Description de l'exercice
Selon l'extrait du document, combien d'années Karl Fischer passe-t-il dans un camp en Sibérie ?

Extrait du document
::::

Deux autres membres du R.K.D., Ignaz Duhl (1918 -1943) et Arthur Streicher (1917-1942 ?) , sont arrêtés et assassinés par la Gestapo. Karl Fischer-"Émile", arrêté durant l’été de 1943, il se fait passé pour une alsacien bilingue, puis arrêté en 1944 et enfin transféré en Allemagne en 1944, sort vivant de Buchenwald , mais est ensuite kidnappé en Autriche par la police russe, en 1947, et passe huit ans dans un camp en Sibérie.

Photos de Mélanie Berger en 1939 et

Karl Fischer en 1962

Meurtri, mais non détruit, le R.K.D. déménage fréquemment : Montauban, Marseille, Grenoble, Lyon. Au printemps 1944, l’organisation transfère ses activités à Paris.

::::

Données affichées
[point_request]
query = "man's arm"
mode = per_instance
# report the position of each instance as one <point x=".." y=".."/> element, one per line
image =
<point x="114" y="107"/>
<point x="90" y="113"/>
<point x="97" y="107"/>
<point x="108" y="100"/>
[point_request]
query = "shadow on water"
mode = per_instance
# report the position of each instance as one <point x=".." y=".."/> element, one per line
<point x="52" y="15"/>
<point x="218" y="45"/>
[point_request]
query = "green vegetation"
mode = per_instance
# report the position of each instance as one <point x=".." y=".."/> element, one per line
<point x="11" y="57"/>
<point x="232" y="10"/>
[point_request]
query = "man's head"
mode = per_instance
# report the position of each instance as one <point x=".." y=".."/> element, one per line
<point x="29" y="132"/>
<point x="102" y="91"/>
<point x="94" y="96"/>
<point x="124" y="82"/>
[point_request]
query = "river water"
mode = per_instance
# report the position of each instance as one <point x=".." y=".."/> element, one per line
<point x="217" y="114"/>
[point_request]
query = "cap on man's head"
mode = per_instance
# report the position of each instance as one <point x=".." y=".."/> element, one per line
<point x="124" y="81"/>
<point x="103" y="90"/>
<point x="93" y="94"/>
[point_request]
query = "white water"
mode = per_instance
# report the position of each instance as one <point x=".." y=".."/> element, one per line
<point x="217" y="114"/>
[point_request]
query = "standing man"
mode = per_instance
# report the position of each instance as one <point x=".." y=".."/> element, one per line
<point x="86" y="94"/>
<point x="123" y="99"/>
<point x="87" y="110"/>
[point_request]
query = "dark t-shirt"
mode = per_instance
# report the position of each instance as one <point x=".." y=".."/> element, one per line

::::

Résultat de la tâche
Huit ans.